Render the part of the data that opens with the line containing "Target: running dog" and closes with the final line of the data as a Markdown table. Use the columns No. and Line, giving each row a number and leaving out blank lines.

--- Start Data excerpts ---

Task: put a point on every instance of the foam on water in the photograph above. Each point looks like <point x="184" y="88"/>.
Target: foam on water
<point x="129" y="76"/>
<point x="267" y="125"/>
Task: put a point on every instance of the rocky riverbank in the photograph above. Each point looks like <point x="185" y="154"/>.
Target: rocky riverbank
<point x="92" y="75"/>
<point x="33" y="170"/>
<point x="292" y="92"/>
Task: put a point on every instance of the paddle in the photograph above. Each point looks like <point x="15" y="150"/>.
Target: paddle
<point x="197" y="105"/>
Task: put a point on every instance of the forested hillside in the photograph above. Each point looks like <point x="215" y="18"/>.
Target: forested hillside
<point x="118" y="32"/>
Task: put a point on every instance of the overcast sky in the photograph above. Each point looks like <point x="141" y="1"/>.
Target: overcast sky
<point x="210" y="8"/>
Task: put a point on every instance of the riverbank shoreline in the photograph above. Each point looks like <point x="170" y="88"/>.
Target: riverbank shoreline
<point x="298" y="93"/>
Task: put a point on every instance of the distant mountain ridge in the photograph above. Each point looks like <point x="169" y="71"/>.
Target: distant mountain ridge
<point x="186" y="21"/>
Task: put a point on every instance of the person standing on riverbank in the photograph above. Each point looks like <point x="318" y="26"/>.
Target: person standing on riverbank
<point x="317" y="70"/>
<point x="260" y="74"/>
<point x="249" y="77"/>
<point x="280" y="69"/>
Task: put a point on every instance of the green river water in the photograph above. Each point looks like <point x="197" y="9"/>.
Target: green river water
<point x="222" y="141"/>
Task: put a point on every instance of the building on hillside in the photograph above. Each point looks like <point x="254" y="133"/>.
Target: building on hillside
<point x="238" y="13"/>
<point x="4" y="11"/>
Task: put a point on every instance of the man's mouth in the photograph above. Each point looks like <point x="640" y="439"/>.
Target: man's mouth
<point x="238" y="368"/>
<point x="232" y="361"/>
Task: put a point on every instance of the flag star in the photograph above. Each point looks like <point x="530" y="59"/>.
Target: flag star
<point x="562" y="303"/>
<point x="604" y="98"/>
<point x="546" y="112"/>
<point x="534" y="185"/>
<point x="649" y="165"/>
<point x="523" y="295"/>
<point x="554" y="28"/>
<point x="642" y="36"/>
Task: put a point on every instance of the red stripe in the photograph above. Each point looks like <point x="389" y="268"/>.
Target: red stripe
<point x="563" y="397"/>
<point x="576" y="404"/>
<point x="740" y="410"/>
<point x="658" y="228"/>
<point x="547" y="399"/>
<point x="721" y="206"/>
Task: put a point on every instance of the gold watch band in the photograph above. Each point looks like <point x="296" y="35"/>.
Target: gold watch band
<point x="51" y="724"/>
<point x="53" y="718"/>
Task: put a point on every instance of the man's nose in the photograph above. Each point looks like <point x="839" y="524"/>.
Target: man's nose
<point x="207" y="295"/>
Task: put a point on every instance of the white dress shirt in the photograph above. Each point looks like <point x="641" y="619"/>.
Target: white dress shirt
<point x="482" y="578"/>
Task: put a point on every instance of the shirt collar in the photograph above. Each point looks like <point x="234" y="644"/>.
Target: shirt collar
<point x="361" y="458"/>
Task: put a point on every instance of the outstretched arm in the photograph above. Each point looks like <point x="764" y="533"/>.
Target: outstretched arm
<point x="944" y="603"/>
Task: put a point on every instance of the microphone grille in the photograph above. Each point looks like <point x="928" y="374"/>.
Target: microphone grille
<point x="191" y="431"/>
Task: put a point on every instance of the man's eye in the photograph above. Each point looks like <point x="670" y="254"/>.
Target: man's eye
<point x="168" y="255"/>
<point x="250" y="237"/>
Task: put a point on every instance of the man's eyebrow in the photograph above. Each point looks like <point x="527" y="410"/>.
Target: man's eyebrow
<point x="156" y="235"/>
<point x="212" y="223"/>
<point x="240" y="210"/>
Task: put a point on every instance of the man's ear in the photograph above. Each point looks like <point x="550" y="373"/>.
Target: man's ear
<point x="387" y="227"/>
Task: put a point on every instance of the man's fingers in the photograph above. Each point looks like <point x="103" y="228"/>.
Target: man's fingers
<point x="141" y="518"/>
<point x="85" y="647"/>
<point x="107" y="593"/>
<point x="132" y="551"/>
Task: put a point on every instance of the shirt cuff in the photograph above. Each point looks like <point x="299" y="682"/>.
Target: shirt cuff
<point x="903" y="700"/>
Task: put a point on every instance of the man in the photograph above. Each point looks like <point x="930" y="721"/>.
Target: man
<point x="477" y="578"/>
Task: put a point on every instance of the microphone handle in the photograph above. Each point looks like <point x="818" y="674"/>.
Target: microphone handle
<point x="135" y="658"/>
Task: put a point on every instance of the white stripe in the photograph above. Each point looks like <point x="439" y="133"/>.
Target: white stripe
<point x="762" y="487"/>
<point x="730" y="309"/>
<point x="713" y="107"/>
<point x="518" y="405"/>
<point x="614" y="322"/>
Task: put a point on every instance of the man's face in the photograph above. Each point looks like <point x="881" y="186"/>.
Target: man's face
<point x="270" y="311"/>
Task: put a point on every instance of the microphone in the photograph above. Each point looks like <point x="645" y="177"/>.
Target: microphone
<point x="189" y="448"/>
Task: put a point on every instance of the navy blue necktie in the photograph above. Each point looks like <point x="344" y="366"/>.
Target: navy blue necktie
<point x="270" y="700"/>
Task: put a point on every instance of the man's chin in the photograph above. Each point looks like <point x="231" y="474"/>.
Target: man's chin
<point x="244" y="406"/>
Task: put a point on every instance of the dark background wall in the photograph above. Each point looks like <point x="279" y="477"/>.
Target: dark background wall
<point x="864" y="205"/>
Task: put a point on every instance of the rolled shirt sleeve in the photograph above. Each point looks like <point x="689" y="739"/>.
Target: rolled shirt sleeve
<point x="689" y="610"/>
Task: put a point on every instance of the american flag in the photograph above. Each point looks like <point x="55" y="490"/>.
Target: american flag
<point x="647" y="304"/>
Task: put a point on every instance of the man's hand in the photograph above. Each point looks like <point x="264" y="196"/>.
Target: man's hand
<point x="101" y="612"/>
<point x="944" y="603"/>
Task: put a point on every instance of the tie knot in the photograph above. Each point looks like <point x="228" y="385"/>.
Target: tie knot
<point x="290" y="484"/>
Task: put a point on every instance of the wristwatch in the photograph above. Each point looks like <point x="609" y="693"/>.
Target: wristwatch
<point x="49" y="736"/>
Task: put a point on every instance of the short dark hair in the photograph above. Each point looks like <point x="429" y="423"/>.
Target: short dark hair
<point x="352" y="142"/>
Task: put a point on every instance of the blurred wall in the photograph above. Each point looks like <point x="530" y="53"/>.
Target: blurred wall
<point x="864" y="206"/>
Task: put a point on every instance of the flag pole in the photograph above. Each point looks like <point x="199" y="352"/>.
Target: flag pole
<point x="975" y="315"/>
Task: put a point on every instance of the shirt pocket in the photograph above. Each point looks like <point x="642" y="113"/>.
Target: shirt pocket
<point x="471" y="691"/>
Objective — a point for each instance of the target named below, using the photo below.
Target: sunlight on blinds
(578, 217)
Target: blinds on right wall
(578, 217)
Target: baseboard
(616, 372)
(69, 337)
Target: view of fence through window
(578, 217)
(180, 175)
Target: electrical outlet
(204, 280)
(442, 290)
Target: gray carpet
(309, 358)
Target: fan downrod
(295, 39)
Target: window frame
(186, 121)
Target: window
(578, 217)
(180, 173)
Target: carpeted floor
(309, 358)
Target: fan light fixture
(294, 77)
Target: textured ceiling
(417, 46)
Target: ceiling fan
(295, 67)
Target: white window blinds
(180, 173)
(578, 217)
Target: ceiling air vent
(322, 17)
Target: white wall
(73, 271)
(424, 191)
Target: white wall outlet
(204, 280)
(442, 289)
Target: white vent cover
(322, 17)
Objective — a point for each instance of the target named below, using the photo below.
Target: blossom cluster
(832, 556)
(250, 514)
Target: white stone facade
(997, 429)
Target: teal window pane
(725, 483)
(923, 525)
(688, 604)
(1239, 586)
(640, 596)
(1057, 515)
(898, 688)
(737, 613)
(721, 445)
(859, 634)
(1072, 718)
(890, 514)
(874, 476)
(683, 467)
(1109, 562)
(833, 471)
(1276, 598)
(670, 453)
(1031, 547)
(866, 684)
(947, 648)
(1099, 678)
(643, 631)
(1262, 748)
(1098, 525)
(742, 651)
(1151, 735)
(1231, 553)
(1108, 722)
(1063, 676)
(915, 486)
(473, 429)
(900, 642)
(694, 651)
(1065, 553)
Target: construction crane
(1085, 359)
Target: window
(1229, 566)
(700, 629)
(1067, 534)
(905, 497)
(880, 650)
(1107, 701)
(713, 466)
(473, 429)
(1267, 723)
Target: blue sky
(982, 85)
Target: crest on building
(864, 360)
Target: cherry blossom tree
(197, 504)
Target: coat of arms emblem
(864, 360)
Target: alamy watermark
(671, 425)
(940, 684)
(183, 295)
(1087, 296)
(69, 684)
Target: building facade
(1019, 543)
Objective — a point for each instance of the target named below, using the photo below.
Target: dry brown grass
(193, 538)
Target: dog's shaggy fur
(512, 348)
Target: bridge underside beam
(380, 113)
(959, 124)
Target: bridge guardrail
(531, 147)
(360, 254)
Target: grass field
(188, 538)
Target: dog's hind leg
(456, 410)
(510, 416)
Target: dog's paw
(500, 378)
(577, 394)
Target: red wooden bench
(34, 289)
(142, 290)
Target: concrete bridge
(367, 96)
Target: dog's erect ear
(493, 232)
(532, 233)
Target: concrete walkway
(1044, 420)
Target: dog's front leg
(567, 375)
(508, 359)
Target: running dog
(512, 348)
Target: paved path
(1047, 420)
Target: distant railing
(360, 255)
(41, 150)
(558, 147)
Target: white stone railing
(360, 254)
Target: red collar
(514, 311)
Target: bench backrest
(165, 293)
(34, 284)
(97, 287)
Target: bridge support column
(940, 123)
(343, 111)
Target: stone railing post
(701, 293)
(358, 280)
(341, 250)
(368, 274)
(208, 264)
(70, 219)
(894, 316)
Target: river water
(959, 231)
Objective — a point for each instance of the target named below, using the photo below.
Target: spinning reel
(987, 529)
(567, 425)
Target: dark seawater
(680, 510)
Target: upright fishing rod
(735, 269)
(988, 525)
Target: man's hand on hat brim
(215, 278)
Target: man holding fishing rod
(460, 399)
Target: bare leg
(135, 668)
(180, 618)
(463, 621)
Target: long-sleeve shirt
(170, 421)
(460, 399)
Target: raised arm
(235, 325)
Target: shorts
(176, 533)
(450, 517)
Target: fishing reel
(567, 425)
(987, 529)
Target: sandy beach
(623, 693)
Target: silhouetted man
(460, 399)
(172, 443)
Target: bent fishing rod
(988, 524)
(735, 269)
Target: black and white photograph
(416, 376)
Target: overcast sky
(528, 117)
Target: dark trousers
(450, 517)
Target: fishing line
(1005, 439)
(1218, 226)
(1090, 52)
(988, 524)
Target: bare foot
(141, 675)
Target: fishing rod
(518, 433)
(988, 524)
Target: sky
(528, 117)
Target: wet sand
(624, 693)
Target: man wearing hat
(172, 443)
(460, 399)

--- End Data excerpts ---

= Result for this exercise =
| No. | Line |
|---|---|
| 1 | Target: running dog |
| 2 | (512, 348) |
| 3 | Target: paved path |
| 4 | (1047, 420) |
| 5 | Target: distant railing |
| 6 | (360, 255) |
| 7 | (41, 150) |
| 8 | (558, 147) |
| 9 | Target: white stone railing |
| 10 | (360, 254) |
| 11 | Target: red collar |
| 12 | (514, 311) |
| 13 | Target: bench backrest |
| 14 | (165, 293) |
| 15 | (34, 284) |
| 16 | (97, 287) |
| 17 | Target: bridge support column |
| 18 | (940, 123) |
| 19 | (343, 111) |
| 20 | Target: stone railing post |
| 21 | (701, 293) |
| 22 | (358, 280) |
| 23 | (341, 250) |
| 24 | (368, 274) |
| 25 | (208, 264) |
| 26 | (70, 219) |
| 27 | (894, 316) |
| 28 | Target: river water |
| 29 | (959, 231) |
| 30 | Objective — a point for each instance of the target named below, using the photo below. |
| 31 | Target: spinning reel |
| 32 | (987, 529) |
| 33 | (567, 425) |
| 34 | Target: dark seawater |
| 35 | (680, 510) |
| 36 | Target: upright fishing rod |
| 37 | (735, 269) |
| 38 | (988, 525) |
| 39 | Target: man's hand on hat brim |
| 40 | (215, 278) |
| 41 | Target: man holding fishing rod |
| 42 | (460, 399) |
| 43 | Target: bare leg |
| 44 | (135, 668) |
| 45 | (180, 618) |
| 46 | (463, 621) |
| 47 | Target: long-sleeve shirt |
| 48 | (170, 421) |
| 49 | (460, 399) |
| 50 | Target: raised arm |
| 51 | (235, 325) |
| 52 | Target: shorts |
| 53 | (176, 533) |
| 54 | (450, 517) |
| 55 | Target: fishing reel |
| 56 | (567, 425) |
| 57 | (987, 529) |
| 58 | Target: sandy beach |
| 59 | (623, 693) |
| 60 | Target: silhouetted man |
| 61 | (460, 399) |
| 62 | (172, 443) |
| 63 | Target: bent fishing rod |
| 64 | (988, 524) |
| 65 | (735, 269) |
| 66 | Target: black and white photograph |
| 67 | (416, 376) |
| 68 | Target: overcast sky |
| 69 | (528, 117) |
| 70 | Target: dark trousers |
| 71 | (450, 517) |
| 72 | Target: fishing line |
| 73 | (1005, 439) |
| 74 | (1218, 226) |
| 75 | (1090, 52) |
| 76 | (988, 524) |
| 77 | Target: bare foot |
| 78 | (141, 675) |
| 79 | Target: fishing rod |
| 80 | (518, 433) |
| 81 | (988, 524) |
| 82 | Target: sky |
| 83 | (528, 117) |
| 84 | Target: wet sand |
| 85 | (624, 693) |
| 86 | Target: man wearing hat |
| 87 | (172, 443) |
| 88 | (460, 399) |